**OBJETIVO DO EXERCÍCIO**
Continue o texto sobre a contraofensiva conservadora durante o governo Dilma a partir da última frase apresentada.

**DOCUMENTO DE ORIGEM**
§ §

20. Em dezembro de 2015, os setores
populares detiveram momentaneamente a contraofensiva, aproveitando-se para isto
de uma divisão tática na direita. Abriu-se então um curto período de
“armistício”, que coincidiu com as festas de final de ano e as primeiras
semanas de janeiro.
21. Entretanto, a atitude do governo
Dilma, insistindo na combinação tóxica entre o ajuste fiscal e uma orientação
política recuada, criou as condições ideais para que a contraofensiva conservadora
recuperasse seu fôlego, às vésperas do Carnaval.
22. Com o governo submetido e
submisso, a contraofensiva da direita está neste momento concentrada em tentar
ganhar por “WO” as eleições de 2018, combinando tentativas de julgar e condenar
Lula com uma devastadora campanha midiática.

§ §

**REGISTROS ARMAZENADOS**
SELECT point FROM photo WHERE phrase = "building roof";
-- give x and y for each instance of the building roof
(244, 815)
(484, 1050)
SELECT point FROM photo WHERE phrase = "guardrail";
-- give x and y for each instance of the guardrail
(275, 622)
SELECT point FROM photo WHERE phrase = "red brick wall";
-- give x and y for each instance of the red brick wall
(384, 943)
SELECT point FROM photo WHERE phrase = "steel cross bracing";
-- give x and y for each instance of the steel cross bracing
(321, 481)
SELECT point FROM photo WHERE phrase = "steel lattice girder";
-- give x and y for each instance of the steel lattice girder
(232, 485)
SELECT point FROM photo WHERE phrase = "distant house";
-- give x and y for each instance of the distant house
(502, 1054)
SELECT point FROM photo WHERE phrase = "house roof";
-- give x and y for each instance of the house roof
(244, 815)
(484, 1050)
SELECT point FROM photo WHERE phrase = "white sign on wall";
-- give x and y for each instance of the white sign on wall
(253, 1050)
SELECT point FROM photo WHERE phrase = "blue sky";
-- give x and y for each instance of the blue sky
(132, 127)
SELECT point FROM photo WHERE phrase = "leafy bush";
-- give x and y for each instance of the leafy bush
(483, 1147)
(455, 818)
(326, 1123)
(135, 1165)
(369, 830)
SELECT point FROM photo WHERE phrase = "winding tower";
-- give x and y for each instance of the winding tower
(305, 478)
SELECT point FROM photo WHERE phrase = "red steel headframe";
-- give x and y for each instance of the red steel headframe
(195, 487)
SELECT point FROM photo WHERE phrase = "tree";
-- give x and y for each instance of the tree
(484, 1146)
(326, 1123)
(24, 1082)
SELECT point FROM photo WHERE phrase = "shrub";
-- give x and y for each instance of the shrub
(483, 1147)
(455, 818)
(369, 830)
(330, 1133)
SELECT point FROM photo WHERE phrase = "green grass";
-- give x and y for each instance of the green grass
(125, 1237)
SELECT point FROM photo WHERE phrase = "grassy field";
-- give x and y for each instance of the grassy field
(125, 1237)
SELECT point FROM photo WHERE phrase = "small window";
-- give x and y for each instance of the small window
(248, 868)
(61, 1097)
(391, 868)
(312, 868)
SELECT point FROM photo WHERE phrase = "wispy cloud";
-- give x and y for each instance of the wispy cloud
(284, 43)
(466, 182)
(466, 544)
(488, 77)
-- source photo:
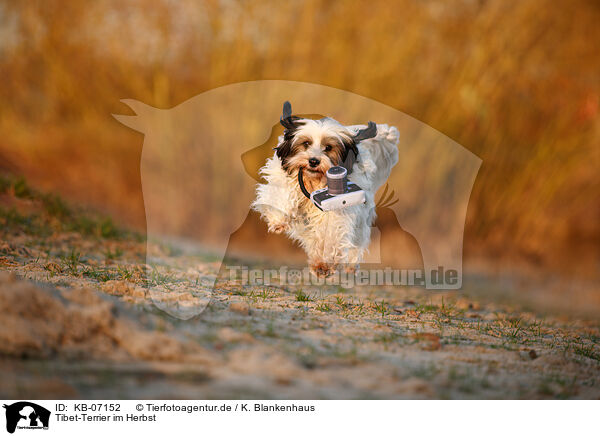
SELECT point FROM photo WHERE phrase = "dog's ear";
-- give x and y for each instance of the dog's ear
(350, 154)
(287, 120)
(369, 132)
(284, 149)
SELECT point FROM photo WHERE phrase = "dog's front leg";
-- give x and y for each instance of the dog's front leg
(275, 206)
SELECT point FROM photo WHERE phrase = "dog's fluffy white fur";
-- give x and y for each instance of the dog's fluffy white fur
(336, 238)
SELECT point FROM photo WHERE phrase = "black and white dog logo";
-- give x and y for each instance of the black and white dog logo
(26, 415)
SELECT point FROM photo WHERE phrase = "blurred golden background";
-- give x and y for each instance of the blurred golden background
(516, 83)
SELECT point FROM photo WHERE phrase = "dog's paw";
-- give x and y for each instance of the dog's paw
(278, 228)
(322, 269)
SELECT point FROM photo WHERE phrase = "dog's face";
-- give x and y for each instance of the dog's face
(315, 146)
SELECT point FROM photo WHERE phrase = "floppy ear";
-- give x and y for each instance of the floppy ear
(350, 154)
(284, 149)
(287, 120)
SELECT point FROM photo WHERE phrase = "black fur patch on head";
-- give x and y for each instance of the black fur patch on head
(350, 154)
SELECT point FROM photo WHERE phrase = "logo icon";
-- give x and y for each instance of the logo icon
(26, 415)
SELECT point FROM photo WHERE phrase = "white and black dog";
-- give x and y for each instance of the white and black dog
(337, 238)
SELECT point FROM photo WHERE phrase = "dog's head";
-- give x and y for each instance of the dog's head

§ §

**RESPOSTA DA TAREFA**
23. A concentração dos ataques em
Lula não quer dizer, entretanto, que tenham sido abandonadas as outras
operações conservadoras, tais como a ameaça de interrupção do mandato da presidenta
Dilma, as operações para colocar o PT na ilegalidade, ameaças contra o movimento
social e sindical combativo, além da implementação -- via governo e parlamento
-- da pauta conservadora detalhada na Agenda Brasil e no documento “ponte para
o futuro”.
24. A contraofensiva da direita tem
grande impacto no povo e na esquerda. Num contexto de piora nas condições de
vida, parcela importante da população é mesmerizada pela narrativa da direita. Na
esquerda, a massa dos militantes quer reagir, quer lutar e cobra das direções
que faça o mesmo e cumpra seu dever: oferecer uma linha política e dar
diretrizes claras sobre o que fazer.
25. Nas direções, há diferentes
posturas. Organizações esquerdistas dividem-se entre os que apoiam a
mobilização popular contra o golpe e aqueles que preferem fazer coro, explicita
ou implicitamente, ao discurso da direita acerca da corrupção.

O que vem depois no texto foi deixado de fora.